[Stored data]
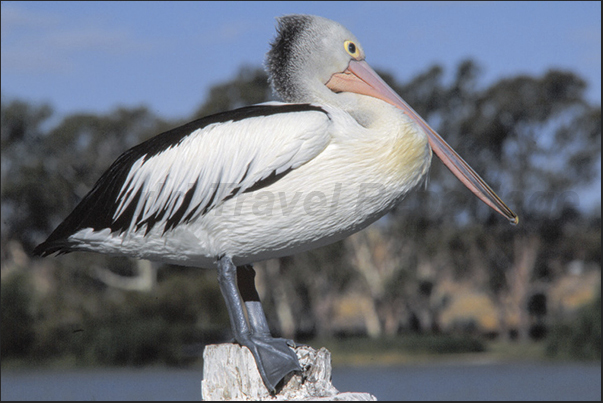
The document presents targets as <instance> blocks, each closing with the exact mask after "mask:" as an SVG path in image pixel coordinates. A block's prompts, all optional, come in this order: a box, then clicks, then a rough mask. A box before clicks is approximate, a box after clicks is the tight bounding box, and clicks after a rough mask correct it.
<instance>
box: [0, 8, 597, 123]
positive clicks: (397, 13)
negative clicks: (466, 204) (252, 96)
mask: <svg viewBox="0 0 603 403" xmlns="http://www.w3.org/2000/svg"><path fill="white" fill-rule="evenodd" d="M289 13H308V14H317V15H322V16H325V17H327V18H331V19H334V20H336V21H338V22H340V23H342V24H343V25H344V26H346V27H347V28H348V29H350V30H351V31H352V32H353V33H354V34H355V35H356V36H357V37H358V38H359V40H360V41H361V42H362V44H363V46H364V48H365V50H366V53H367V60H368V62H369V63H370V64H371V65H372V66H373V68H379V69H383V70H387V71H389V72H391V73H393V74H394V75H395V77H396V78H398V79H399V80H403V81H405V80H409V79H411V78H412V77H413V76H414V75H416V74H418V73H420V72H423V71H425V69H427V68H428V67H429V66H431V65H432V64H434V63H439V64H441V65H443V66H444V67H445V69H446V71H447V72H448V73H451V72H452V71H453V70H454V68H455V67H456V65H457V64H458V63H459V62H460V61H461V60H463V59H466V58H473V59H475V60H476V61H477V62H478V63H479V64H480V66H481V67H482V69H483V73H484V75H483V77H482V80H483V81H482V83H483V84H484V85H487V84H489V83H492V82H493V81H495V80H497V79H499V78H501V77H508V76H513V75H516V74H520V73H526V74H536V75H540V74H543V73H545V72H546V71H547V70H548V69H550V68H561V69H569V70H571V71H574V72H576V73H578V74H580V75H581V76H582V77H583V78H585V79H586V80H587V81H588V83H589V85H590V87H589V90H588V98H589V100H591V101H593V102H597V103H600V102H601V3H600V2H591V3H589V2H586V3H584V2H534V3H531V2H530V3H524V2H510V3H508V2H504V3H492V2H450V3H448V2H433V3H432V2H419V3H415V2H383V3H381V2H290V3H288V2H241V3H238V2H232V3H231V2H184V3H179V2H2V13H1V15H2V57H1V61H2V96H3V97H4V99H12V98H21V99H25V100H28V101H32V102H36V103H40V102H48V103H50V104H51V105H52V106H53V107H54V108H55V110H56V111H57V112H58V113H59V114H60V115H64V114H69V113H73V112H80V111H90V112H109V111H111V110H112V109H113V108H115V107H117V106H128V107H134V106H138V105H141V104H144V105H147V106H148V107H150V108H151V110H152V111H153V112H154V113H156V114H157V115H159V116H161V117H165V118H186V117H188V116H189V115H190V114H191V113H193V111H194V110H195V109H197V108H198V107H199V105H200V104H201V103H202V102H203V101H204V99H205V97H206V95H207V92H208V89H209V88H210V86H211V85H212V84H215V83H218V82H221V81H226V80H229V79H230V78H232V77H233V76H234V75H235V74H236V72H237V70H238V69H239V67H240V66H242V65H251V66H259V65H261V64H262V62H263V60H264V54H265V53H266V51H267V50H268V43H269V41H270V40H271V39H272V38H273V36H274V33H275V29H274V26H275V20H274V18H275V17H276V16H280V15H284V14H289ZM401 95H402V96H404V94H401Z"/></svg>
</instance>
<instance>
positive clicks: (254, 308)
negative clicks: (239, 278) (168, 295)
mask: <svg viewBox="0 0 603 403" xmlns="http://www.w3.org/2000/svg"><path fill="white" fill-rule="evenodd" d="M246 267H249V268H251V266H242V267H241V271H242V275H240V278H241V284H240V285H239V287H238V288H239V289H243V290H245V291H244V292H243V297H242V296H241V295H240V294H239V289H237V267H236V266H235V265H234V264H233V262H232V259H231V258H230V257H228V256H224V257H222V258H220V259H218V283H219V284H220V290H221V291H222V296H223V297H224V300H225V301H226V308H227V309H228V315H229V316H230V325H231V327H232V331H233V333H234V338H235V340H236V341H237V342H238V343H239V344H240V345H242V346H245V347H247V348H248V349H249V351H251V354H253V357H254V358H255V362H256V364H257V366H258V370H259V372H260V375H261V376H262V379H263V381H264V384H265V385H266V387H267V388H268V390H270V392H272V393H274V392H275V387H276V385H277V384H278V383H279V382H280V381H281V380H282V379H283V378H284V377H285V375H287V374H288V373H289V372H291V371H298V370H301V368H300V366H299V362H298V360H297V356H296V355H295V353H294V352H293V350H291V349H290V348H289V346H288V345H287V342H286V341H285V340H283V339H275V338H273V337H272V336H271V335H270V330H269V329H268V323H267V322H266V317H265V315H264V311H263V310H262V307H261V305H260V301H259V297H257V291H256V290H255V284H254V283H253V277H254V276H255V272H254V271H253V269H252V268H251V271H250V272H248V271H245V270H246ZM249 280H251V285H252V286H253V287H252V289H250V287H249V286H248V284H249V283H248V282H249ZM254 294H255V295H254ZM245 298H247V299H248V301H246V300H245ZM241 299H243V301H244V302H245V305H246V307H250V308H251V312H249V311H248V312H247V313H248V316H249V317H250V323H248V322H247V320H246V318H245V312H244V310H243V304H242V303H241ZM254 299H256V300H255V301H254ZM248 302H249V303H251V304H247V303H248ZM258 306H259V308H258ZM258 309H259V312H261V314H260V313H259V312H258Z"/></svg>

» ACTIVITY
Set down every entry above exactly as written, but skip the pictures.

» RESPONSE
The document presents targets as <instance> blocks, each closing with the exact mask after "mask:" as an SVG path in image pixel coordinates. A block's prompts, all optional, come in this order: a box, then clicks, then a rough mask. A box before clicks is approximate, a box after clicks is the tight bounding box, and clicks after a rough mask correct it.
<instance>
box: [0, 8, 597, 123]
positive clicks: (397, 13)
negative clicks: (466, 204) (252, 96)
mask: <svg viewBox="0 0 603 403" xmlns="http://www.w3.org/2000/svg"><path fill="white" fill-rule="evenodd" d="M289 13H308V14H317V15H322V16H325V17H327V18H331V19H334V20H336V21H338V22H340V23H342V24H343V25H344V26H346V27H347V28H348V29H350V30H351V31H352V32H353V33H354V34H355V35H356V36H357V37H358V38H359V40H360V41H361V42H362V44H363V46H364V48H365V50H366V53H367V60H368V62H369V63H370V64H371V65H372V66H373V68H379V69H383V70H387V71H389V72H391V73H393V74H394V75H395V77H396V78H398V79H399V80H403V81H405V80H409V79H411V78H412V77H413V76H414V75H416V74H418V73H420V72H423V71H425V69H427V68H428V67H429V66H431V65H432V64H434V63H439V64H441V65H443V66H444V67H445V69H446V71H447V72H448V73H451V72H452V71H453V70H454V68H455V67H456V65H457V64H458V63H459V62H460V61H461V60H463V59H466V58H473V59H475V60H476V61H477V62H478V63H479V64H480V66H481V67H482V69H483V73H484V75H483V77H482V80H483V81H482V83H483V84H484V85H487V84H489V83H492V82H493V81H495V80H497V79H499V78H501V77H508V76H513V75H516V74H520V73H526V74H536V75H540V74H543V73H545V72H546V71H547V70H548V69H550V68H561V69H569V70H571V71H574V72H576V73H578V74H580V75H581V76H582V77H583V78H585V79H586V80H587V81H588V83H589V85H590V87H589V90H588V98H589V100H591V101H593V102H597V103H600V102H601V3H600V2H591V3H589V2H586V3H584V2H534V3H531V2H530V3H524V2H510V3H508V2H504V3H492V2H450V3H448V2H433V3H432V2H419V3H415V2H383V3H381V2H290V3H288V2H241V3H238V2H232V3H231V2H184V3H179V2H2V13H1V15H2V57H1V61H2V96H3V97H4V99H12V98H21V99H25V100H28V101H32V102H36V103H40V102H48V103H50V104H51V105H52V106H53V107H54V108H55V110H56V111H57V112H58V113H59V114H60V115H64V114H69V113H73V112H80V111H90V112H109V111H111V110H112V109H113V108H115V107H117V106H128V107H134V106H138V105H141V104H144V105H147V106H148V107H150V108H151V110H152V111H153V112H154V113H156V114H157V115H159V116H161V117H165V118H186V117H188V116H189V115H190V114H191V113H193V111H194V110H195V109H197V108H198V107H199V105H200V104H201V103H202V102H203V101H204V99H205V97H206V95H207V92H208V89H209V88H210V86H211V85H212V84H215V83H218V82H221V81H226V80H229V79H230V78H232V77H233V76H234V75H235V74H236V72H237V70H238V69H239V67H240V66H242V65H251V66H259V65H261V64H262V62H263V60H264V54H265V53H266V51H267V50H268V43H269V41H270V40H271V39H272V38H273V36H274V33H275V29H274V26H275V20H274V18H275V17H276V16H280V15H284V14H289ZM401 95H402V96H404V94H401Z"/></svg>
</instance>
<instance>
positive clicks: (254, 308)
negative clicks: (239, 278) (168, 295)
mask: <svg viewBox="0 0 603 403" xmlns="http://www.w3.org/2000/svg"><path fill="white" fill-rule="evenodd" d="M246 267H249V268H251V266H242V267H241V271H242V275H240V278H241V284H240V285H239V287H238V288H239V289H243V290H245V291H244V292H243V297H242V296H241V295H240V294H239V289H237V267H236V266H235V265H234V264H233V262H232V259H231V258H230V257H228V256H224V257H222V258H220V259H218V283H219V284H220V290H221V291H222V296H223V297H224V300H225V301H226V308H227V309H228V315H229V316H230V325H231V327H232V331H233V333H234V338H235V340H236V341H237V342H238V343H239V344H240V345H242V346H245V347H247V348H248V349H249V351H251V354H253V357H254V358H255V362H256V364H257V366H258V370H259V372H260V375H261V376H262V379H263V381H264V384H265V385H266V387H267V388H268V390H270V392H272V393H274V392H275V387H276V385H277V384H278V383H279V382H280V381H281V380H282V379H283V378H284V377H285V375H287V374H288V373H289V372H291V371H298V370H301V368H300V366H299V362H298V360H297V356H296V355H295V353H294V352H293V350H291V349H290V348H289V346H288V345H287V342H286V341H285V340H283V339H275V338H273V337H272V336H271V335H270V330H269V329H268V323H267V322H266V317H265V315H264V311H263V310H262V307H261V305H260V301H259V297H257V291H256V290H255V284H254V283H253V277H254V276H255V272H254V271H253V269H252V268H251V271H250V272H248V271H245V270H246ZM249 280H251V285H252V286H253V287H252V289H250V287H249V286H248V284H249V283H248V282H249ZM254 294H255V295H254ZM245 298H247V299H248V301H246V300H245ZM241 299H243V301H244V302H245V305H246V307H250V308H251V312H249V311H248V312H247V313H248V316H249V317H250V323H248V322H247V320H246V318H245V312H244V310H243V304H242V303H241ZM254 299H256V300H255V301H254ZM248 302H249V303H251V304H247V303H248ZM258 306H259V308H258ZM258 309H259V312H261V314H260V313H259V312H258Z"/></svg>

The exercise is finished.